[Task requirements]:
**A.** In the deposit index release below, what percentage of total retail deposit volume was tied as at December 2011?
**B.** Condense the paragraph of the deposit index release below that begins "A monthly analysis across Australia's" into a short bulleted list that keeps its main facts.

──────── Source extract

(14 February 2012 – Australia) Finance industry consultants East & Partners’ latest Deposit Funding & Debt Index (DFDI) shows that the gap between tied and free deposits is continuing to widen with a current 40/60 split amongst business depositors.Since August deposit volume tied to customer credit facilities across the
total business market has fallen 3 percent, this despite tied deposit volumes
rising among the Micro business and SME segments.
The opposite trend has been noted with free deposit volume amongst Corporates
and Institutions increasing, whilst the proportion of total business deposits
which are free of credit ties amongst Micro businesses and SME’s is decreasing.
In the retail market the differences in the proportions of tied and free
deposits are even more pronounced with 21.2 percent tied and 78.8 percent of
total volume being free deposits as at December, 2011.
As in the business segment, these differences are strengthening each month as
free deposits gain traction and less and less deposits are tied to customer
loans.
East & Partners’ Head of Client Development, David Brown commented, “As both
business and consumer borrowers continue deleveraging and reducing their debt
levels, less of their relative deposit volumes are being wrapped in with any
credit relationship and are much more mobile as a result”.
“We see this freeing up of deposit volumes, especially amongst business
depositors, continuing strongly through 2012. At the same time more volume is
shifting to At Call facilities, Term Deposit tenures are reducing and business
customers upping their level of switching between deposit providers” added Mr
Brown.
About East & Partners’ Deposit Funding & Debt Index
A monthly analysis across Australia’s total business and consumer deposit and
lending markets, based on data sourced from APRA. The ADI data is overlayed with
a set of demand-side analyses based on East & Partners’ continuous
whole-of-market customer research programs to produce the Index’s set of ratio
indicators. The Index focuses on critical market measures including business
versus retail deposit volume ratios, the ratio of deposit versus lending by bank
by market segment, deposit market share and the total market deposit funding
index.

────────────────
──────── Data

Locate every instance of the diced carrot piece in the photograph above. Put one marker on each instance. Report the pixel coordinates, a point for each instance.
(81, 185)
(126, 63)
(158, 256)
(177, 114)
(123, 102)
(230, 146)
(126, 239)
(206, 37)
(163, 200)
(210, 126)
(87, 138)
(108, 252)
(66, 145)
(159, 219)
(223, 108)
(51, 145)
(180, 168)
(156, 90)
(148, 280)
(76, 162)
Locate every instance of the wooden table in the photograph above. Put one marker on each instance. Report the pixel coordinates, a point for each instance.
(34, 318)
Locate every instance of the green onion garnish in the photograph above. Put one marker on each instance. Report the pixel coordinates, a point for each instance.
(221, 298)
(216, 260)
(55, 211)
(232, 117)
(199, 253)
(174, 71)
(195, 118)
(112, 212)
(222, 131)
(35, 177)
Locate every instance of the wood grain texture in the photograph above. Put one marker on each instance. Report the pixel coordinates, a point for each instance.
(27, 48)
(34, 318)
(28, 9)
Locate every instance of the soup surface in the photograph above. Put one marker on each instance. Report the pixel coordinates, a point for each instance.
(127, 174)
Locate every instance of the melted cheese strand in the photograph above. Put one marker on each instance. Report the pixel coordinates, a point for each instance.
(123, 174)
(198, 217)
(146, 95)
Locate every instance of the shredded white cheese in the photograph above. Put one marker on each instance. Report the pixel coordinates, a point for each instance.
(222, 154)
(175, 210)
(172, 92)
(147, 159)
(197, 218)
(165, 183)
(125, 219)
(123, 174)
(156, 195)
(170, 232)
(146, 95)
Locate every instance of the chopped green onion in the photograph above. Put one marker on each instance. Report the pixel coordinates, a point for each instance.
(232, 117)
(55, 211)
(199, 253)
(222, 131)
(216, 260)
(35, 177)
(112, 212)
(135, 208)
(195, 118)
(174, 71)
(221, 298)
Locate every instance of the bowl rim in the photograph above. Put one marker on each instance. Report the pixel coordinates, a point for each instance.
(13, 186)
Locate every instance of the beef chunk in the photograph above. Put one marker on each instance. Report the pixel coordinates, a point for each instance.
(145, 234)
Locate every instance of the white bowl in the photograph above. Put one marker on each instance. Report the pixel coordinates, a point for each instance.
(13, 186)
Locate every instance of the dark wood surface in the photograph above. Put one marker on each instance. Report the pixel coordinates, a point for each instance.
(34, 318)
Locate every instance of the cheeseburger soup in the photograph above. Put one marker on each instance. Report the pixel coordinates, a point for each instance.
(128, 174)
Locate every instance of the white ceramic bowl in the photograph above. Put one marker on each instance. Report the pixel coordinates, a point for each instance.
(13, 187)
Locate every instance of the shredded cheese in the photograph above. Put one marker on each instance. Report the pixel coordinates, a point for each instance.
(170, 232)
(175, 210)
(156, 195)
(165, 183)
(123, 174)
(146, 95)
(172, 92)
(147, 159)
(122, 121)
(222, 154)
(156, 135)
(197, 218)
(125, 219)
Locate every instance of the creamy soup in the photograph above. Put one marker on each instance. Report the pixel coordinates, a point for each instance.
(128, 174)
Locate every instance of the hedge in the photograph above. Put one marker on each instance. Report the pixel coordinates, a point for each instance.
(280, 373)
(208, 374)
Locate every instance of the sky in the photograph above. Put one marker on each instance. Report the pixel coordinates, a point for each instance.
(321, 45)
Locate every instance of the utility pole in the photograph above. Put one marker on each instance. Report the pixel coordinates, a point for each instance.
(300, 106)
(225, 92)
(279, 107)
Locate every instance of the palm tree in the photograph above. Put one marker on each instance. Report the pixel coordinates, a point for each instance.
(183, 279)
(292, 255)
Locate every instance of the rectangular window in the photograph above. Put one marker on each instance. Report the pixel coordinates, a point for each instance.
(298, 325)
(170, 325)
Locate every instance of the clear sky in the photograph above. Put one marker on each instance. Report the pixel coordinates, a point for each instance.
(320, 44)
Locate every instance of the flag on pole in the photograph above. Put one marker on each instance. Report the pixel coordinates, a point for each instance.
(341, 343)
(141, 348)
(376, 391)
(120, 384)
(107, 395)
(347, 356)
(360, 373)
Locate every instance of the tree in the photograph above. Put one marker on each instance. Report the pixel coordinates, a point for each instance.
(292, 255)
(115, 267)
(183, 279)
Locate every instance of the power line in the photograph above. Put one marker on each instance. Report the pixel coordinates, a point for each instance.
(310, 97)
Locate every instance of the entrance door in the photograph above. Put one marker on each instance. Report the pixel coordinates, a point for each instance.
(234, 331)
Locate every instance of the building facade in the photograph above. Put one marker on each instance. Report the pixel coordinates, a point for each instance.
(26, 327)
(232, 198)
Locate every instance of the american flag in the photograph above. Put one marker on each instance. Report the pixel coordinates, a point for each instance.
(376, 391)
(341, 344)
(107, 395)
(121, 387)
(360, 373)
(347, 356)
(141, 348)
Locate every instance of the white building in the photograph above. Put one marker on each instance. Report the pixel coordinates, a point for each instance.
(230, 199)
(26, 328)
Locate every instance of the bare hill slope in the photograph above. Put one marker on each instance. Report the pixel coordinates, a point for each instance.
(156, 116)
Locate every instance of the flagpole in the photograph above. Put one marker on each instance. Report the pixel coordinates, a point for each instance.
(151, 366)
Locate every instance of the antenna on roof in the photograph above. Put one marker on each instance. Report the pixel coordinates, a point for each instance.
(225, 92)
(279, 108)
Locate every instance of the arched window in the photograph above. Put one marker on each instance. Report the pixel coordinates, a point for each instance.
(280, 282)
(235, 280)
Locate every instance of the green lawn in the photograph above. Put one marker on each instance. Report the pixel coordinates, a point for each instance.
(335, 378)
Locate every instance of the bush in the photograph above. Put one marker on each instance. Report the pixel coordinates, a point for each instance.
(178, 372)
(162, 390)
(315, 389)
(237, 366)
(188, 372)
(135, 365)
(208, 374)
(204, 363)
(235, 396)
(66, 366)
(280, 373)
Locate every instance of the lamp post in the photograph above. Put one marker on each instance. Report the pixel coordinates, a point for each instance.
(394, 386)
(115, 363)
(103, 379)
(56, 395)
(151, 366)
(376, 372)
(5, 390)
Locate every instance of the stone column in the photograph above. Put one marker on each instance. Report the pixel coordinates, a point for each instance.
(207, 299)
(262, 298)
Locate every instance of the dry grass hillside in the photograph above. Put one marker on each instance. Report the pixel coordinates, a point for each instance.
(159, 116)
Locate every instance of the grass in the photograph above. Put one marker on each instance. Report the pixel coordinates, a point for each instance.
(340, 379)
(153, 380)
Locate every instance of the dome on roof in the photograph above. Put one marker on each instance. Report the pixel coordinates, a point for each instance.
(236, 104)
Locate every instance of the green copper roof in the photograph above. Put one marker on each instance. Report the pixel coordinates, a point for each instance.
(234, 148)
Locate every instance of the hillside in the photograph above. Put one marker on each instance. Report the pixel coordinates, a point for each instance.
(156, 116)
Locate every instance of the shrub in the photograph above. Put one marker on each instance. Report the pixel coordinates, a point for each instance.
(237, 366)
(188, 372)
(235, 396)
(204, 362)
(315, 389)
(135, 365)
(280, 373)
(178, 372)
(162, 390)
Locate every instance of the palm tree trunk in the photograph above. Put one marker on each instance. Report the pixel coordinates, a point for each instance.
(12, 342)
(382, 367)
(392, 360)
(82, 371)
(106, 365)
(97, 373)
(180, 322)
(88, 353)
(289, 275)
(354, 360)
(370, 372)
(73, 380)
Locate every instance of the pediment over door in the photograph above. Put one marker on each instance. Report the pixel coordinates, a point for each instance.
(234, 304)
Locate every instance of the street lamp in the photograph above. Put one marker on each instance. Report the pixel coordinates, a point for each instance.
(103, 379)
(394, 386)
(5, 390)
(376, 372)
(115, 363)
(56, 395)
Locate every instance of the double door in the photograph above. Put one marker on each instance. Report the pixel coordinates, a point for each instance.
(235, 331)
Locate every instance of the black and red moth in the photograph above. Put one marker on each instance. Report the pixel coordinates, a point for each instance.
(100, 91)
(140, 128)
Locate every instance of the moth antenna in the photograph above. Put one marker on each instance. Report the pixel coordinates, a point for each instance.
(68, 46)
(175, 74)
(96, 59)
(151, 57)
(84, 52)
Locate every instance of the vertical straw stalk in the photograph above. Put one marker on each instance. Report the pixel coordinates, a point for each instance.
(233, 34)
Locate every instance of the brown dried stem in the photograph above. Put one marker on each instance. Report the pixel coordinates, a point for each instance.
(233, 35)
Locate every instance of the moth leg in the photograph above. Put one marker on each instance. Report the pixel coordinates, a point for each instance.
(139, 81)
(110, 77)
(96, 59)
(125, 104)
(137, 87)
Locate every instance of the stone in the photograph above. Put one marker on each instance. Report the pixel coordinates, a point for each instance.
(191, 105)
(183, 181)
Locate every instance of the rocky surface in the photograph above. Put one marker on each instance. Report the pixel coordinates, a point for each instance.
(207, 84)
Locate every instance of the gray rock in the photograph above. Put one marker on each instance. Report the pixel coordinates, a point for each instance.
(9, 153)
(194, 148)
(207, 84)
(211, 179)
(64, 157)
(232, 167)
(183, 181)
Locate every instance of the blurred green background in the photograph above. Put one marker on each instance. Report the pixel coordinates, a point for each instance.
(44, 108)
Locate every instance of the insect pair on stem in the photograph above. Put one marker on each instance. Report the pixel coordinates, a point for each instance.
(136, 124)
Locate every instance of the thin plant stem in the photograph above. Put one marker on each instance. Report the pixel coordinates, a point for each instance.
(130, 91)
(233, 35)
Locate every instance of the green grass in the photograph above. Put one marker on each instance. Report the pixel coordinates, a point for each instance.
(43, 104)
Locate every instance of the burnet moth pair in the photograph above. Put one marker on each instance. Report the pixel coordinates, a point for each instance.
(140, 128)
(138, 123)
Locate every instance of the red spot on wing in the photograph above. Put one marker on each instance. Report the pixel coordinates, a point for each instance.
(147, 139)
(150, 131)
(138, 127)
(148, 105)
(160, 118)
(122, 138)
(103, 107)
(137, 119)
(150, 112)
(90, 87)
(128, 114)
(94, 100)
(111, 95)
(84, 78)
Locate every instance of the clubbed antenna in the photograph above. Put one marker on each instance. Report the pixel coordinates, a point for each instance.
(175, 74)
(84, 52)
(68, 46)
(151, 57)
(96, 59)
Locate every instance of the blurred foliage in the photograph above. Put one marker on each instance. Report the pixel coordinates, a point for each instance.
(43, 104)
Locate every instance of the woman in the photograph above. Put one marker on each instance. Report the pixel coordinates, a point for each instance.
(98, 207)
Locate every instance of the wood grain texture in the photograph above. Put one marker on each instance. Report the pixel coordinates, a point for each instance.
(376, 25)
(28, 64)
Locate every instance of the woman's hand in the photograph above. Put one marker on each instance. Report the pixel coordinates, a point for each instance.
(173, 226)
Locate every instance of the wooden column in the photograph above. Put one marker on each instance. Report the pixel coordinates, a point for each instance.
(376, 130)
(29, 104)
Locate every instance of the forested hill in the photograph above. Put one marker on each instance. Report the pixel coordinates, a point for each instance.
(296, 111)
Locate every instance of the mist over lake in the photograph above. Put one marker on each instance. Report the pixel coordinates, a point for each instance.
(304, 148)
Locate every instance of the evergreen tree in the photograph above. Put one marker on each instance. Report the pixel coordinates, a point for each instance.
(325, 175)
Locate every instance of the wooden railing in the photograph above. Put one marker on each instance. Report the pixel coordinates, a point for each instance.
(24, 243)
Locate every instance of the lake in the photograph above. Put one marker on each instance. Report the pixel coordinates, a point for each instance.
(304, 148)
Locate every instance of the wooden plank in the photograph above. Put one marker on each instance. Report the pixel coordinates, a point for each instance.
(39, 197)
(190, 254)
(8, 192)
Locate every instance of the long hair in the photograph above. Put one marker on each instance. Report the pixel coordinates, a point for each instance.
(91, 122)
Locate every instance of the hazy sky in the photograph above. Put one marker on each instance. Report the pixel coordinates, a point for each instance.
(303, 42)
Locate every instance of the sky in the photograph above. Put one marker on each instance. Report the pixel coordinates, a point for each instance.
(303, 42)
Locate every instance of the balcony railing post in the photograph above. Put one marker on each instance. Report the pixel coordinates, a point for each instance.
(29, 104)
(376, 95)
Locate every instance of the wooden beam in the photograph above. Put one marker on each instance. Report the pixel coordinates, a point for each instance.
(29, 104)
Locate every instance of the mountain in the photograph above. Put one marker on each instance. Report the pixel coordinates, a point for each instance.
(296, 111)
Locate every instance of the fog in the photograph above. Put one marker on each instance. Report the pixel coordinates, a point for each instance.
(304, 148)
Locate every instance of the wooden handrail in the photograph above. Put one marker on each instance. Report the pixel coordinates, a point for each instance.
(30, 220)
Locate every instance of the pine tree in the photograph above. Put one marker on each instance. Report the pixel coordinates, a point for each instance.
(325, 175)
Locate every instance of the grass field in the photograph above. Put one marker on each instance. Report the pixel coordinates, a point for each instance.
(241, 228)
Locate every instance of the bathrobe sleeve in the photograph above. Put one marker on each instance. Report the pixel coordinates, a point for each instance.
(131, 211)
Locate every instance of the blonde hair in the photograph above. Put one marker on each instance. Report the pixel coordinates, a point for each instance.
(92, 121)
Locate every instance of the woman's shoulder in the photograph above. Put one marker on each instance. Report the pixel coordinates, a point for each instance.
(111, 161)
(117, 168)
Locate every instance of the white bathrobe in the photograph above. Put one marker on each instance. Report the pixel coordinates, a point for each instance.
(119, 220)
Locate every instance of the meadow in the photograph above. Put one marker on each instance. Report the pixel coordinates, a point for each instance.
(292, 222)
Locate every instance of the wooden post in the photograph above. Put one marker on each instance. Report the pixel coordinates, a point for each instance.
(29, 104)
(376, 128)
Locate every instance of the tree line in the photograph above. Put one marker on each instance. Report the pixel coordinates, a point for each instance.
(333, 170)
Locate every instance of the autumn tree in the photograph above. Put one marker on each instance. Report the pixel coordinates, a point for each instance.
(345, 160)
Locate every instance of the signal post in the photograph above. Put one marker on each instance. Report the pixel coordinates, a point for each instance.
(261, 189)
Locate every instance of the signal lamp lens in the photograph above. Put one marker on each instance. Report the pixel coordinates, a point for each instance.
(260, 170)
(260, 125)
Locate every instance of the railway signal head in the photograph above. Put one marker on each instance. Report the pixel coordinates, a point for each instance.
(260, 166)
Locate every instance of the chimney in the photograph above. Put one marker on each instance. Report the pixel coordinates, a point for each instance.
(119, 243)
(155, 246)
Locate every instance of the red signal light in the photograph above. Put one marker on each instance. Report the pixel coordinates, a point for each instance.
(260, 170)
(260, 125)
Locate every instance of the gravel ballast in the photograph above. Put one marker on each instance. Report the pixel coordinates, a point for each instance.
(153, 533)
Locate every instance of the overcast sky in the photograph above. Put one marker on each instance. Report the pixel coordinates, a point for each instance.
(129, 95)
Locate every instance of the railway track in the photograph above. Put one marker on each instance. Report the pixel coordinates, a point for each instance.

────────────────

[Task answers]:
**A.** 21.2 percent of total retail deposit volume was tied.

**B.**
- A monthly analysis of Australia's total business and consumer deposit and lending markets
- Based on data sourced from APRA
- The ADI data is overlaid with demand-side analyses drawn from East & Partners' continuous whole-of-market customer research programs, which produce the Index's ratio indicators
- Key measures:
  - Business versus retail deposit volume ratios
  - Deposit versus lending ratio by bank and by market segment
  - Deposit market share
  - Total market deposit funding index